*Set exercise A*. Reproduce the rows of the outline-labeling block below, replacing "bird's leg" with "bird's foot" wherever it occurs and keeping everything else as it is. Do not include the pictures.

*Document segment*.
──────
From fog-shrouded crypts to blood-drenched dance studios, the evolution of visual horror pulses through Black Sunday and the Suspiria remake like a vein ready to burst.

 

In the ever-shifting landscape of horror cinema, few comparisons illuminate the progression of visual storytelling as starkly as Mario Bava’s 1960 masterpiece Black Sunday and Luca Guadagnino’s audacious 2018 reimagining of Suspiria. These films, separated by nearly six decades, serve as bookends to Italian horror’s obsession with the image as a weapon of terror. Bava’s gothic elegance, with its high-contrast shadows and meticulously composed frames, laid the groundwork for a style that Guadagnino both honours and explodes, trading monochrome restraint for a riot of colour, texture, and psychological depth. This analysis traces that evolution, dissecting how cinematography, colour palettes, and mise-en-scène have transformed from evoking supernatural dread to embodying visceral, bodily horror.

 

  • Black Sunday’s pioneering black-and-white visuals established gothic horror’s blueprint, using light and shadow to conjure otherworldly menace.
  • The Suspiria remake evolves this legacy into a hyper-saturated modern nightmare, where colour and choreography amplify themes of matriarchal power and historical trauma.
──────
*Data supplied*.
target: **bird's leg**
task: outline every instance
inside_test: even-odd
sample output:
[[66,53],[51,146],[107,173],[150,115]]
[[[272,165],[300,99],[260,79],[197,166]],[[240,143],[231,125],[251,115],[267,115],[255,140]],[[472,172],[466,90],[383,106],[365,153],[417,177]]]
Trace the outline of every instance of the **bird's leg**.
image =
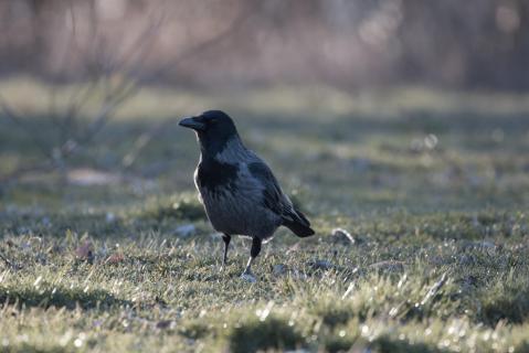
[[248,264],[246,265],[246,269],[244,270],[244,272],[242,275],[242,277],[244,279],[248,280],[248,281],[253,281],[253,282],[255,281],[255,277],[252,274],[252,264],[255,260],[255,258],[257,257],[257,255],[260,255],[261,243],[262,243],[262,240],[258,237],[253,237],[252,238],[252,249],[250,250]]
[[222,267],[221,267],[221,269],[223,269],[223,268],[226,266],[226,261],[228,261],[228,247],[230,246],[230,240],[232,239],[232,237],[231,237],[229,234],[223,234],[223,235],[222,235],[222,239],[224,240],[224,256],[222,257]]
──────
*Set exercise B*. According to the film analysis, who directed the 2018 reimagining of Suspiria?

*Correct answer A*.
target: **bird's foot**
task: outline every instance
inside_test: even-odd
sample output:
[[66,53],[51,146],[107,173],[150,115]]
[[[272,165],[300,99],[260,79],[197,166]],[[240,143],[231,125],[251,115],[267,115],[255,140]],[[472,172],[466,90],[383,106],[365,153],[417,177]]]
Trace the outline of every instance of the **bird's foot**.
image =
[[248,264],[246,265],[246,269],[244,270],[244,272],[242,275],[242,277],[244,279],[248,280],[248,281],[253,281],[253,282],[255,281],[255,277],[252,274],[252,264],[255,260],[255,258],[257,257],[257,255],[260,255],[261,243],[262,243],[262,240],[258,237],[253,237],[252,238],[252,249],[250,250]]
[[222,267],[221,267],[221,269],[223,269],[223,268],[226,266],[226,261],[228,261],[228,247],[230,246],[230,240],[232,239],[232,237],[231,237],[229,234],[223,234],[223,235],[222,235],[222,239],[224,240],[224,256],[222,257]]

*Correct answer B*. Luca Guadagnino